What needs to be done >>
Type out all the data below, word for word.

════════════════

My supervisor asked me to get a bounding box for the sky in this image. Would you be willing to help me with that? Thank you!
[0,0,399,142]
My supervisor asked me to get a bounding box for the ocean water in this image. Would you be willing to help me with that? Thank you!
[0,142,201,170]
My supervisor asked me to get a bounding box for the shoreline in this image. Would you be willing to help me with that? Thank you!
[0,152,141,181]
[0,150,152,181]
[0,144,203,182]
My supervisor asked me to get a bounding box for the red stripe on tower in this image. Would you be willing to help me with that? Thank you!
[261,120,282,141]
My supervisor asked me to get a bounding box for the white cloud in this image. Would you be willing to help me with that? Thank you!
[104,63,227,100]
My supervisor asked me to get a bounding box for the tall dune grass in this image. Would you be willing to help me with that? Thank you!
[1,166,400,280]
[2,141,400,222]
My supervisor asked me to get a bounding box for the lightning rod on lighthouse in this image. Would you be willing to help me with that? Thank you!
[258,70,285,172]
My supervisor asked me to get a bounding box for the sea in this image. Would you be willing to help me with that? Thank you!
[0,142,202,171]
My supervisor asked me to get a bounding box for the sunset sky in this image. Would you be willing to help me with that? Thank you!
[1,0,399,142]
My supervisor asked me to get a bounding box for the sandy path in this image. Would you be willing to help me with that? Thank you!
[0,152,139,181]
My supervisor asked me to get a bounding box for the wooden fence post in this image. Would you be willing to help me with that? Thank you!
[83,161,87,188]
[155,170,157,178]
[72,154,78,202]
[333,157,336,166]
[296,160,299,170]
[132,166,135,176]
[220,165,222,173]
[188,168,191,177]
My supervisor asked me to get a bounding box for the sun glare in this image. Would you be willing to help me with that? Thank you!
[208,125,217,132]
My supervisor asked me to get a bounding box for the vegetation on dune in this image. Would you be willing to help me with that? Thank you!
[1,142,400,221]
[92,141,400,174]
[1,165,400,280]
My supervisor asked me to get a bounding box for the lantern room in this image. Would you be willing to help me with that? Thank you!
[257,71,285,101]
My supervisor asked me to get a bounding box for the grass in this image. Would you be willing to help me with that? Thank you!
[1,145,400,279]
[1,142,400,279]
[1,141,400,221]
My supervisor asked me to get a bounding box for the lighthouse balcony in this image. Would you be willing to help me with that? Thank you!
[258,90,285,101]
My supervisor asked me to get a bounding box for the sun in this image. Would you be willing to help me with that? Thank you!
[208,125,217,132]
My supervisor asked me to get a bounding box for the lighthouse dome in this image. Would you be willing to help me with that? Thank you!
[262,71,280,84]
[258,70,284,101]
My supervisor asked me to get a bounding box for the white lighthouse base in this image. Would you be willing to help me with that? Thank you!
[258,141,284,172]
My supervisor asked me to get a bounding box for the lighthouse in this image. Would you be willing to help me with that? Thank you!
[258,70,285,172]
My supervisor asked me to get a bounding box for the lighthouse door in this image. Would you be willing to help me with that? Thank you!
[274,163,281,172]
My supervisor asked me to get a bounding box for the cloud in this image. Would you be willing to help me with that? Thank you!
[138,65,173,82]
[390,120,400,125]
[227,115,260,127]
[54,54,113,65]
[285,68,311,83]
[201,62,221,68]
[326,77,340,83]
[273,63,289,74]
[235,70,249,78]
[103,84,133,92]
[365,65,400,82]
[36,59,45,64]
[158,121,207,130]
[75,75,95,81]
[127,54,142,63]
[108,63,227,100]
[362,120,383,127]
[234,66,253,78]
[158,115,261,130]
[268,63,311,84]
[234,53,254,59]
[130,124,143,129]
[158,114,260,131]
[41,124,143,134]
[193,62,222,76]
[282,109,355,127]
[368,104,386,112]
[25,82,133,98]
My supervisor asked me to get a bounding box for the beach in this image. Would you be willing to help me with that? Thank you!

════════════════

Answer to this problem >>
My supervisor asked me to get a bounding box for the sky in this image. Would you be willing to help me with that? Thank you!
[0,0,399,142]
My supervisor asked me to get a bounding box for the ocean water in this image. Would you be willing to help me with that? Thank you!
[0,142,201,170]
My supervisor asked me to get a bounding box for the shoreline in this image. Would you be willing to help me with that? Thank you!
[0,152,141,181]
[0,150,152,181]
[0,144,203,182]
My supervisor asked me to get a bounding box for the red stripe on tower in this image. Would you be willing to help me with that? Thank you!
[261,120,282,141]
My supervisor asked me to get a bounding box for the white cloud in this image. Would you be willing to help me with that? Thank you!
[104,63,227,100]
My supervisor asked me to get a bounding box for the tall dune grass in this image. Would you be willing to help me with that? Thank you!
[1,166,400,280]
[2,141,400,222]
My supervisor asked me to get a bounding box for the lightning rod on lighthouse in this image. Would you be willing to help me with that? Thank you!
[258,70,285,172]
My supervisor asked me to get a bounding box for the sea in this image. Would you be willing to help me with that? Thank you!
[0,142,202,171]
My supervisor asked me to get a bounding box for the sunset sky in this image. Would you be willing to help me with that? Thank you!
[1,0,399,142]
My supervisor asked me to get a bounding box for the sandy path in this image. Would you be willing to help me with that? Thank you!
[0,152,139,181]
My supervisor asked me to get a bounding box for the wooden fence post in this image. Would you be willing to help me with that? Thank you!
[83,161,87,188]
[155,170,157,178]
[72,154,78,202]
[333,157,336,166]
[296,160,299,170]
[132,166,135,176]
[220,165,222,173]
[188,168,191,177]
My supervisor asked me to get a bounding box for the sun glare in this image. Would you be willing to help me with that? Thank you!
[208,125,217,132]
My supervisor asked me to get a bounding box for the vegetation on dune in this image. Would you be willing to help me with that? Thank you!
[1,142,400,221]
[92,141,400,174]
[1,165,400,280]
My supervisor asked me to get a bounding box for the lantern room in this image. Would you be willing to help me with that? Thank you!
[257,71,285,101]
My supervisor asked me to get a bounding box for the grass in this image. Would you be willing to help me with that? Thank you!
[1,145,400,279]
[1,142,400,279]
[1,141,400,221]
My supervisor asked me to get a bounding box for the lighthouse balcony in this image. Would you be willing to help me with that? Thank you!
[258,90,285,101]
My supervisor asked me to get a bounding box for the sun in this image. Would you be willing to help me with that? Thank you!
[208,125,217,132]
My supervisor asked me to get a bounding box for the lighthouse dome in this image. Would you be willing to help me with that? Thank you!
[262,71,280,84]
[258,70,284,101]
My supervisor asked me to get a bounding box for the white lighthouse base in this image. Would you be willing to help me with that? Thank you!
[258,141,284,172]
My supervisor asked me to get a bounding box for the lighthouse in this image. Would you be willing to help me with that? Thank you!
[258,70,285,172]
My supervisor asked me to get a bounding box for the lighthouse door in this image. Would you be willing to help me with that? Thank you!
[274,163,281,172]
My supervisor asked me to get a bounding box for the cloud in this image. Would you be willing to help me with that? Thank you!
[138,65,173,82]
[390,120,400,125]
[227,115,260,127]
[54,54,113,65]
[285,68,311,83]
[201,62,221,68]
[326,77,340,83]
[273,63,289,74]
[235,70,249,78]
[103,84,133,92]
[365,65,400,82]
[36,59,45,64]
[158,121,207,130]
[75,75,95,81]
[127,54,142,63]
[108,63,227,100]
[362,120,383,127]
[234,66,253,78]
[158,115,261,130]
[268,63,311,84]
[234,53,254,59]
[130,124,143,129]
[158,114,260,131]
[41,124,143,134]
[193,62,222,76]
[282,109,355,127]
[368,104,386,112]
[25,82,133,98]
My supervisor asked me to get a bounding box for the beach in this image. Would you be willing to help me with that? Thank you!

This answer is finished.